Outline records:
·····
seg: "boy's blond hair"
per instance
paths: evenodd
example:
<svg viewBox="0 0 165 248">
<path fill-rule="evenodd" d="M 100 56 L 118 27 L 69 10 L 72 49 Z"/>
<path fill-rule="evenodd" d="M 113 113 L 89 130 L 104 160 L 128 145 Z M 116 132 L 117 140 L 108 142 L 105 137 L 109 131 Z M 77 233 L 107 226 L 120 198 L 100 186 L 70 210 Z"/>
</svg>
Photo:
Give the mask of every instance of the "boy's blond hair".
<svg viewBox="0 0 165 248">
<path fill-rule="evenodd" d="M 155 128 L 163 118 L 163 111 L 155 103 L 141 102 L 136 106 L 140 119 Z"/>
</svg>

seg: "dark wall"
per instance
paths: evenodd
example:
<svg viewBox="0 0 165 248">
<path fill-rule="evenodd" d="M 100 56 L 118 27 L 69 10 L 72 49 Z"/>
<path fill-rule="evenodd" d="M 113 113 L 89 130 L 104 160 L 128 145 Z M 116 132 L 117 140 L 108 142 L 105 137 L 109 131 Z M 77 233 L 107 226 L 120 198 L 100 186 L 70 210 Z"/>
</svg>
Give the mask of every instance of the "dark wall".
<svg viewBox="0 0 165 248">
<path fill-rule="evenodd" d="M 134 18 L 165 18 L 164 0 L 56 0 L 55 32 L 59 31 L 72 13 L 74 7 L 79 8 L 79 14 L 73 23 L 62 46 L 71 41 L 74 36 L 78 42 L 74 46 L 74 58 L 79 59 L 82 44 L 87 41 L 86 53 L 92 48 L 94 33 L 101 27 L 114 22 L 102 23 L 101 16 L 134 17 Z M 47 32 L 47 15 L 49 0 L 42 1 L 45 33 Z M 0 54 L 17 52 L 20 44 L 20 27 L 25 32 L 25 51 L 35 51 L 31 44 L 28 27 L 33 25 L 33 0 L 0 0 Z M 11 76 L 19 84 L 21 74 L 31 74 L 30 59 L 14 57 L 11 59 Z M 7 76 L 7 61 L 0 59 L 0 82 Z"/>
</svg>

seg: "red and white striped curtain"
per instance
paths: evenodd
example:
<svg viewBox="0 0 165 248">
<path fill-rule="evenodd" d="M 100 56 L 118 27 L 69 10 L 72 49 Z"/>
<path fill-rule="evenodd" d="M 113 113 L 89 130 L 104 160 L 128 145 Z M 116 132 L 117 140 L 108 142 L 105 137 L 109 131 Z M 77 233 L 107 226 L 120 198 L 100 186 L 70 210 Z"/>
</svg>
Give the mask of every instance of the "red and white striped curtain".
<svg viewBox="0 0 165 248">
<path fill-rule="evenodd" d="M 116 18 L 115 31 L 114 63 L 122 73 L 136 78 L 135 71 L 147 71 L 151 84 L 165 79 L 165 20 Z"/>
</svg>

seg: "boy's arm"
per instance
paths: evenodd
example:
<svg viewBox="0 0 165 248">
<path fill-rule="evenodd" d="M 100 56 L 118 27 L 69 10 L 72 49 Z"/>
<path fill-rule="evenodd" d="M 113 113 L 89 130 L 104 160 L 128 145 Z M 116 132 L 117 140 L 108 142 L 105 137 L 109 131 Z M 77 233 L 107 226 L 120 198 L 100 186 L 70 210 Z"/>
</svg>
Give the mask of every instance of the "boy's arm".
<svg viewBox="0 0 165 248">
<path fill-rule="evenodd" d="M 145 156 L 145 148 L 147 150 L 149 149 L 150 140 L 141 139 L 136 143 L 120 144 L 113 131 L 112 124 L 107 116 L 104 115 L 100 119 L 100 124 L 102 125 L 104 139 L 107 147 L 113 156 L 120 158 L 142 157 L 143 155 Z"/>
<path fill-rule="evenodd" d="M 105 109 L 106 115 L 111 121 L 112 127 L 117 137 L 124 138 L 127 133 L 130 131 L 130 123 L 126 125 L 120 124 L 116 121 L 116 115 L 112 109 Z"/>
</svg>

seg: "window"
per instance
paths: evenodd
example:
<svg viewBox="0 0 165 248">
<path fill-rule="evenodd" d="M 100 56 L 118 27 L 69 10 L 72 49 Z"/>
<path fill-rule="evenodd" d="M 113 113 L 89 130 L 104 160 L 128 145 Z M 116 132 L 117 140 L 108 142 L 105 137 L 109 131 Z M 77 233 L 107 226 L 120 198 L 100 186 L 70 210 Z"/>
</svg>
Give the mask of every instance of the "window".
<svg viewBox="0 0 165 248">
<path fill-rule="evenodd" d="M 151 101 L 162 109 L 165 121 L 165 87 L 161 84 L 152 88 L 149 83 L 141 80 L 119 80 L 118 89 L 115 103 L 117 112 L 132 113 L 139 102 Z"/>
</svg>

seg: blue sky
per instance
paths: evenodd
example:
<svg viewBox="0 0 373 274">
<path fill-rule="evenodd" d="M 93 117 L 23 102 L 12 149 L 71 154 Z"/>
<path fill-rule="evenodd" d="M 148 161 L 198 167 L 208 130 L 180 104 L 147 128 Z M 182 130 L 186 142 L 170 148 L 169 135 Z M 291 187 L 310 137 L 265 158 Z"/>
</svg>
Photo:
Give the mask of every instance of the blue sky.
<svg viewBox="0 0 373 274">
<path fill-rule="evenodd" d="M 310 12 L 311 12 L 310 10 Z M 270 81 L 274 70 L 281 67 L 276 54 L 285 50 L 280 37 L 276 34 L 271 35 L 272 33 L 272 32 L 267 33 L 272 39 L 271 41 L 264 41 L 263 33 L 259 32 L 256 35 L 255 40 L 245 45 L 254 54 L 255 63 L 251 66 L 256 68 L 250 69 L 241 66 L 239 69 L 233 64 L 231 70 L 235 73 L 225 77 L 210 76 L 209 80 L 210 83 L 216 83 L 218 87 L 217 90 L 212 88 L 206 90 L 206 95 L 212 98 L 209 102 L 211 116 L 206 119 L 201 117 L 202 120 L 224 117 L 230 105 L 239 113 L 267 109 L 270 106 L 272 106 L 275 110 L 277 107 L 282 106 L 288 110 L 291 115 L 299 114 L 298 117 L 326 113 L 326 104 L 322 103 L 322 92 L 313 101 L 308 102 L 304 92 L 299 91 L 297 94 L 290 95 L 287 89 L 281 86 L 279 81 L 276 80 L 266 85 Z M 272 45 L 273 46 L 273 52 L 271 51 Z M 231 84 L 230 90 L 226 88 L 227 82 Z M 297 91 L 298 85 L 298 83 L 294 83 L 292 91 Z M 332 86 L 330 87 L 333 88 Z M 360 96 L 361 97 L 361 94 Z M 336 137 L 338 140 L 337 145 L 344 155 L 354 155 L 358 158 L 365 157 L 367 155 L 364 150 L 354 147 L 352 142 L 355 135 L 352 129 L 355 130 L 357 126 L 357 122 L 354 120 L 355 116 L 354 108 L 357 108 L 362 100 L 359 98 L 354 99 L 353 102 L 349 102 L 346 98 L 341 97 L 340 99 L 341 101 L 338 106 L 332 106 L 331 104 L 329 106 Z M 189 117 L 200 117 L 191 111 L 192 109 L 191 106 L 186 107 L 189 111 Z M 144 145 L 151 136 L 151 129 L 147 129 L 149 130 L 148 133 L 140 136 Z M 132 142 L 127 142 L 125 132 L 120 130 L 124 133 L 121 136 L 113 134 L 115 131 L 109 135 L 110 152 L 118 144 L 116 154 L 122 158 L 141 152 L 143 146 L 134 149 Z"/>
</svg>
·····
### WHAT IS EXPECTED
State how many lines of the records contain the string "striped", treating uppercase and lowercase as different, and reply with the number alone.

### COMPLETED EXERCISE
2